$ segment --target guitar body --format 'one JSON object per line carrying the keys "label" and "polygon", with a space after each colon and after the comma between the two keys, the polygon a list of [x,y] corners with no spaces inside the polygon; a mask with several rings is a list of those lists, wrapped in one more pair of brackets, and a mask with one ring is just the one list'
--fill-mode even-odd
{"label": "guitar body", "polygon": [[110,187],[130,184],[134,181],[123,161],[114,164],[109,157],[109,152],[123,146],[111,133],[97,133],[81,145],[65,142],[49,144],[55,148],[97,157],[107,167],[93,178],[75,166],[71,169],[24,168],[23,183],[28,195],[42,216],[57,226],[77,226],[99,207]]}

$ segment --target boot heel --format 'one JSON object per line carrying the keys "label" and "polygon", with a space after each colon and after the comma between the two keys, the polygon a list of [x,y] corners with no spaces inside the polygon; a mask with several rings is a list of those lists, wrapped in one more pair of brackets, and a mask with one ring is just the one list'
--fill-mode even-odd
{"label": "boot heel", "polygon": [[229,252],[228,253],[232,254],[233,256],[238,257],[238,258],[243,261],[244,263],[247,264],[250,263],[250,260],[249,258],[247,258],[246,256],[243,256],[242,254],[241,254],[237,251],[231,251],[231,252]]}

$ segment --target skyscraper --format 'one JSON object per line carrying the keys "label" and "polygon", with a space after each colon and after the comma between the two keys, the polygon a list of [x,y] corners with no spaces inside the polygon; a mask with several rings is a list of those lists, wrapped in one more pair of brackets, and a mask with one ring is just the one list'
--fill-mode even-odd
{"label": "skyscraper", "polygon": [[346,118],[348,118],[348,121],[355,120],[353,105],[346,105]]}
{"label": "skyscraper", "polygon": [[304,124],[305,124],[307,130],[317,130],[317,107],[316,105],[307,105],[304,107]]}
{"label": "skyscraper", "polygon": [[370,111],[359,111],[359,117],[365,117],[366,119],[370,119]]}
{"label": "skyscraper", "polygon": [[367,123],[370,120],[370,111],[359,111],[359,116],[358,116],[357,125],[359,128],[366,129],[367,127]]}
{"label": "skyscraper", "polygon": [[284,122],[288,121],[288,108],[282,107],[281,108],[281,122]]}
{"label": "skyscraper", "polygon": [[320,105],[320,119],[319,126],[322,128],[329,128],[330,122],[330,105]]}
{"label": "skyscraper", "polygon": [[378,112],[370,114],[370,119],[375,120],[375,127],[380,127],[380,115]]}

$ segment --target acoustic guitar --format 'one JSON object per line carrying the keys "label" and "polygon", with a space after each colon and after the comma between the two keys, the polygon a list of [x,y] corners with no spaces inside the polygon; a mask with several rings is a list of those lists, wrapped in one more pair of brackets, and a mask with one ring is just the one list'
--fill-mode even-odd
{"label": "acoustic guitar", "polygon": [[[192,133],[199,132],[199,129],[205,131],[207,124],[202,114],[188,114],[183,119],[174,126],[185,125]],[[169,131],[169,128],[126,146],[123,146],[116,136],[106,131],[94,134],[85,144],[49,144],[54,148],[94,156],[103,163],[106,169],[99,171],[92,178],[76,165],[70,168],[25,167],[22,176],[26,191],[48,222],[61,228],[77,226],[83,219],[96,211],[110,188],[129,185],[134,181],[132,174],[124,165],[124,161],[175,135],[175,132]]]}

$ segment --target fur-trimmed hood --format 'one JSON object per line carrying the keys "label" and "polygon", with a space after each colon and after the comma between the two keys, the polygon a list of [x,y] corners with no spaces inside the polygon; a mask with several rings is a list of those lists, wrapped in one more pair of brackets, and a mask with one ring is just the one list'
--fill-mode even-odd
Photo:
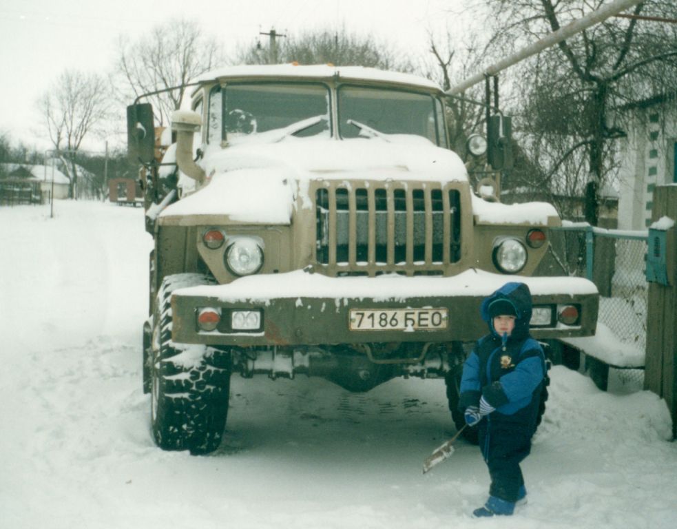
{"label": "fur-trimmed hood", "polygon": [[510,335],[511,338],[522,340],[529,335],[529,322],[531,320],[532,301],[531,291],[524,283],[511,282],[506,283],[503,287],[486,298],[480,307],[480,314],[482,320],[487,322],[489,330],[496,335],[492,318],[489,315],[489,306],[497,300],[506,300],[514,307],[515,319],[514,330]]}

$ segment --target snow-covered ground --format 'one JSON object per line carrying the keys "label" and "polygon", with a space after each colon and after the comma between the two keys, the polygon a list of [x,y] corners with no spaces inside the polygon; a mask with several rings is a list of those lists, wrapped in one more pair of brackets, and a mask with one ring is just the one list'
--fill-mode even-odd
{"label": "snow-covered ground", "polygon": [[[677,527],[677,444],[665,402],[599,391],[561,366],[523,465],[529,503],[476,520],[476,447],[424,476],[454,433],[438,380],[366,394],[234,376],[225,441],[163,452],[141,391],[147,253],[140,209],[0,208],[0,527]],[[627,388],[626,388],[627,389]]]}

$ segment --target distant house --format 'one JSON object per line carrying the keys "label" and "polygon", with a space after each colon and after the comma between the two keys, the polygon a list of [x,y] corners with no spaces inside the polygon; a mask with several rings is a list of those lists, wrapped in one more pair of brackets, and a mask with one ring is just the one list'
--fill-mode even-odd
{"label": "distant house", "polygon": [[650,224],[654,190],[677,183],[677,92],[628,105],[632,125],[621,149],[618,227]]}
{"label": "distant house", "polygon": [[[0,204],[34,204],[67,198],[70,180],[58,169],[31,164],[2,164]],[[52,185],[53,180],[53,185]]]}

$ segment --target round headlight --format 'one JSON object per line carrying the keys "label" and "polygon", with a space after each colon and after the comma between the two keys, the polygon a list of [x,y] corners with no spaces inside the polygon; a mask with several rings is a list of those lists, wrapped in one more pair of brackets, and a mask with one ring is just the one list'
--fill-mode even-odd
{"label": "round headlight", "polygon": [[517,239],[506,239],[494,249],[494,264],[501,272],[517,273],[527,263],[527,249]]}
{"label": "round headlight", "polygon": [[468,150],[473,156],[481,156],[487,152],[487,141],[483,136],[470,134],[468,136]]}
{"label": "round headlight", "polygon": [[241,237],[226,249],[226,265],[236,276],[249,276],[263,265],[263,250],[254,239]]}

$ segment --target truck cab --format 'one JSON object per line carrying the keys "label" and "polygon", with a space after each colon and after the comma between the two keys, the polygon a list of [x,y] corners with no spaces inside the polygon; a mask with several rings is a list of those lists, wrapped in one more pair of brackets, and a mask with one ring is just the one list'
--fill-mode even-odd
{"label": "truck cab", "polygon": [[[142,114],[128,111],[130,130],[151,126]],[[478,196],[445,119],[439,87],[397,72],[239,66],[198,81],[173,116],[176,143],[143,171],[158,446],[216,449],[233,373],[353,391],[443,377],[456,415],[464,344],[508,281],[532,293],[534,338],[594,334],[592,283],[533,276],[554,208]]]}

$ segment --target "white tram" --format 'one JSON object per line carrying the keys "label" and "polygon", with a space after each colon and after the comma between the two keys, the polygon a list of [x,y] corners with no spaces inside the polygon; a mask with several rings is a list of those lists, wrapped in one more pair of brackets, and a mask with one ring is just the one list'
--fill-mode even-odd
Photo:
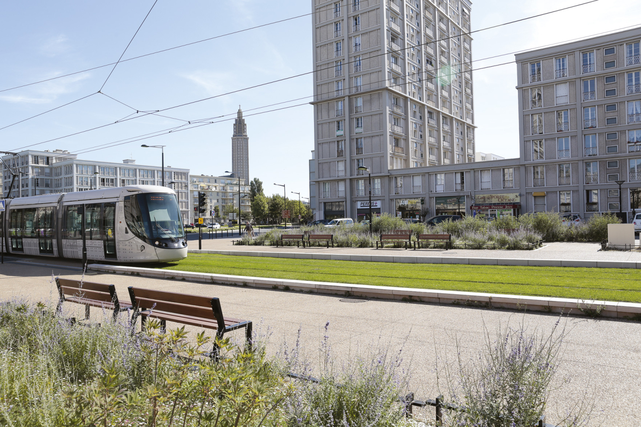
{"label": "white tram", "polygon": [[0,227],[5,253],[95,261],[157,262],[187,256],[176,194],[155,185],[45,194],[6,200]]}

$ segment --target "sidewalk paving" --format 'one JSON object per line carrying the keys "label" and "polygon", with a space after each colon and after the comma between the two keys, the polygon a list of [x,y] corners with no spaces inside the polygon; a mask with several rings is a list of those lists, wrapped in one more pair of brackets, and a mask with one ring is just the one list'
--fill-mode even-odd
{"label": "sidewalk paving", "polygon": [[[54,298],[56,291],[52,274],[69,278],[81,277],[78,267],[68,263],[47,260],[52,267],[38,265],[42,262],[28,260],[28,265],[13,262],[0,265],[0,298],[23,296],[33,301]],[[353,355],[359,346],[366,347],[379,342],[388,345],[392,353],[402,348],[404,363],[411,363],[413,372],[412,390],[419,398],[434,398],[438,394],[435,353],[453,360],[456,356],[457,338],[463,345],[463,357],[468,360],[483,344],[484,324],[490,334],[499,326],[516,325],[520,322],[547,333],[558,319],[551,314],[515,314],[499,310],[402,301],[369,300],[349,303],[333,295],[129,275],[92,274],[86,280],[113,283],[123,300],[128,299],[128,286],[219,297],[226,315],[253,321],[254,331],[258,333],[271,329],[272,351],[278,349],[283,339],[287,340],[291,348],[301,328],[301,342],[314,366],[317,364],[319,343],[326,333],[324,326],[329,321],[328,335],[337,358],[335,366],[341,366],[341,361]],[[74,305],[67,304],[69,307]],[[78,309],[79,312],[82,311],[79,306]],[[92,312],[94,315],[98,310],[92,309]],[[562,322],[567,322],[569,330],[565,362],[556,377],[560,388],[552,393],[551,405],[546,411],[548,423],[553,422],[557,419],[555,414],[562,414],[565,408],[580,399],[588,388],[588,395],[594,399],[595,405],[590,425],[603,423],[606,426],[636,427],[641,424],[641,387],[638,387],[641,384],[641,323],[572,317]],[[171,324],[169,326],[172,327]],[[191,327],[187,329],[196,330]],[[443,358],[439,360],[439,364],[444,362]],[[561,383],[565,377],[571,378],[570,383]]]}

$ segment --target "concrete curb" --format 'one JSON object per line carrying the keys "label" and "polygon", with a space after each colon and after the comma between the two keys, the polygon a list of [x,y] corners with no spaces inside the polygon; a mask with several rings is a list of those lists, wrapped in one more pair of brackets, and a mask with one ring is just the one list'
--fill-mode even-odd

+---+

**Task directions:**
State how many lines of the material above contain the string "tram", counting only matches in the same case.

**Output:**
2